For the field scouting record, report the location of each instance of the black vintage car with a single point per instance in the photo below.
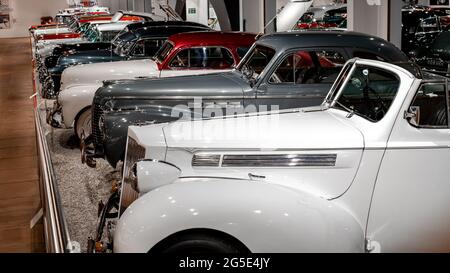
(290, 70)
(436, 57)
(124, 48)
(70, 49)
(420, 27)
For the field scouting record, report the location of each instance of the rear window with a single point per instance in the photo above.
(203, 57)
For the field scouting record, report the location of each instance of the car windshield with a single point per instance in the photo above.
(108, 36)
(257, 60)
(163, 52)
(307, 18)
(122, 38)
(367, 92)
(93, 35)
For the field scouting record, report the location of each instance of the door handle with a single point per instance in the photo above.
(256, 177)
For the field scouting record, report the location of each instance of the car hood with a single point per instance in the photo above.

Objective
Arrange all of the material above as a Markdown table with the columns Row and Material line, giving each non-blank line its own numbered row. Leave the pictures out of the table.

Solved exercise
| Row | Material line |
|---|---|
| 1 | For the field scouting record, report the location of each instance of the black vintage car with a single point per instance in the photo below. |
| 2 | (290, 70) |
| 3 | (436, 57) |
| 4 | (124, 48) |
| 5 | (70, 49) |
| 6 | (420, 27) |
| 7 | For the field scouting record, report the location of each instance of the rear window with a single point per instance in the photo above. |
| 8 | (203, 57) |
| 9 | For the field scouting record, report the location of each instance of the car windshield with a single point per instance in the photo above. |
| 10 | (108, 36) |
| 11 | (257, 60) |
| 12 | (163, 52) |
| 13 | (307, 18) |
| 14 | (122, 38) |
| 15 | (367, 92) |
| 16 | (93, 35) |
| 17 | For the field scouting record, report the location of each instance of the door handle with a single point per instance in the photo above. |
| 18 | (256, 177) |
| 19 | For the field scouting record, report the location of each instance of the car hood with a single point per instance in the photo above. |